EXERCISE AIM
Reproduce every one of the following entries verbatim, preserving each line in its original order.

EXERCISE DATA

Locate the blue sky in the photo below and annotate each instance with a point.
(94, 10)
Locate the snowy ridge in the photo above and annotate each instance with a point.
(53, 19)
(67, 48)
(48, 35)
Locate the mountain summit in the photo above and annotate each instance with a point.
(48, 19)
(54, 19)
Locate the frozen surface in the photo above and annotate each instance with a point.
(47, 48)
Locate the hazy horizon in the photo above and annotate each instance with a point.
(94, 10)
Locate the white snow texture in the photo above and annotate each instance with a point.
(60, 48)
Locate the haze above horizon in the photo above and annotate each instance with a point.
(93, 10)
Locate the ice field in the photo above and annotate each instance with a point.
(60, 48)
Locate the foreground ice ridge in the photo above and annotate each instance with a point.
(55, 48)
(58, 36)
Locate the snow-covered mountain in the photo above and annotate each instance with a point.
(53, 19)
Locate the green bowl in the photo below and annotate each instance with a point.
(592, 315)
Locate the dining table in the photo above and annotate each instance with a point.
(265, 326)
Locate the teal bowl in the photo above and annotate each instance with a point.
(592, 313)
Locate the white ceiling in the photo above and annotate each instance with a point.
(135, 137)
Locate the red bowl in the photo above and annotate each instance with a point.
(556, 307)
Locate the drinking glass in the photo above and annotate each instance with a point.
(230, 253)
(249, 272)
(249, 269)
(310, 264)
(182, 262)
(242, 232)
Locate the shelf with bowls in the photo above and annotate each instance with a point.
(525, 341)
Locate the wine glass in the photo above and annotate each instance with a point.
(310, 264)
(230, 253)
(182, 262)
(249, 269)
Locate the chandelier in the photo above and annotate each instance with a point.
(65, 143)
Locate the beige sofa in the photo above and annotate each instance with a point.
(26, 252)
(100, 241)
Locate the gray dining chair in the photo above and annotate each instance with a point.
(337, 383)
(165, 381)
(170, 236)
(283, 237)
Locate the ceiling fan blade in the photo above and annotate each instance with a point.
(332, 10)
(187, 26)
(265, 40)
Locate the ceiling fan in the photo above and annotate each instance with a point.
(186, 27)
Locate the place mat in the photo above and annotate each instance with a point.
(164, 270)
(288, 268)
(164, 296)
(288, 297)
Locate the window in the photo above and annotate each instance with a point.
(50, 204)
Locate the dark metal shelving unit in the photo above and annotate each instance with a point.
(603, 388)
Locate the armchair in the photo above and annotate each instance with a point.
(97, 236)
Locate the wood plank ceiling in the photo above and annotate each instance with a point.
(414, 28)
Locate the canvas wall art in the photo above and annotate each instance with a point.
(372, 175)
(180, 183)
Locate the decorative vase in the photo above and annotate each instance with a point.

RESPONSE BELOW
Locate the blue sky in the photo below and annotate each instance with a point.
(94, 10)
Locate the snowy ridge in the photo above and annotate each instance with a point.
(53, 19)
(67, 48)
(48, 35)
Locate the mountain summit in the photo above and annotate each instance with a point.
(48, 19)
(54, 19)
Locate the frozen surface in the photo above and annotate each instance with a point.
(47, 48)
Locate the hazy horizon in the photo above and annotate each instance with a point.
(94, 10)
Locate the white snow texture in the photo above and annotate each instance with a point.
(60, 48)
Locate the haze above horizon in the photo above and annotate each instance with a point.
(93, 10)
Locate the ice field in the photo above and annotate each instance with a point.
(60, 48)
Locate the foreground ice ridge in the photo above and annotate each instance with a point.
(55, 48)
(58, 36)
Locate the snow-covered mountain in the photo above and annotate each instance with a point.
(53, 19)
Locate the green bowl in the photo below and annotate each instance with a point.
(592, 315)
Locate the dining table in the photo above and annotate each instance with a point.
(265, 326)
Locate the teal bowl in the photo above and annotate each instance with a point.
(592, 313)
Locate the white ceiling in the photo above and annotate each instance with a point.
(135, 137)
Locate the red bowl in the photo above and annotate each instance with a point.
(556, 307)
Locate the drinking glass in the photo above and annotate each instance with a point.
(230, 253)
(249, 272)
(249, 269)
(310, 264)
(182, 262)
(242, 232)
Locate the shelf with bowls in the photo above and annotate each instance with a point.
(525, 341)
Locate the wine glass in the photo above and annotate each instance with a point.
(310, 264)
(230, 253)
(182, 262)
(249, 269)
Locate the chandelier in the photo above and annotate each instance with a point.
(65, 143)
Locate the beige sofa in the photo above and annotate each instance with a point.
(26, 252)
(100, 241)
Locate the gray dining chair in the photo above and annotate each instance with a point.
(337, 383)
(165, 381)
(170, 236)
(283, 237)
Locate the ceiling fan blade in the photo above and annotate each instance with a point.
(332, 10)
(187, 26)
(265, 40)
Locate the ceiling fan in the photo above and annotate each instance with a point.
(186, 27)
Locate the place mat in the photo above and annotate each instance with a point.
(164, 270)
(288, 268)
(164, 296)
(288, 297)
Locate the window in the photo above and annotate each instance with a point.
(50, 204)
Locate the dark metal shelving unit in the photo above and annotate each instance with a point.
(603, 388)
Locate the armchair in the photo above and annotate each instance with a point.
(97, 236)
Locate the wood plank ceiling in the photo above and annotate each instance with a point.
(414, 28)
Locate the canvas wall art in the photo above and annotate each instance with a point.
(372, 175)
(180, 183)
Locate the decorative vase in the photo above and annotate each instance with a point.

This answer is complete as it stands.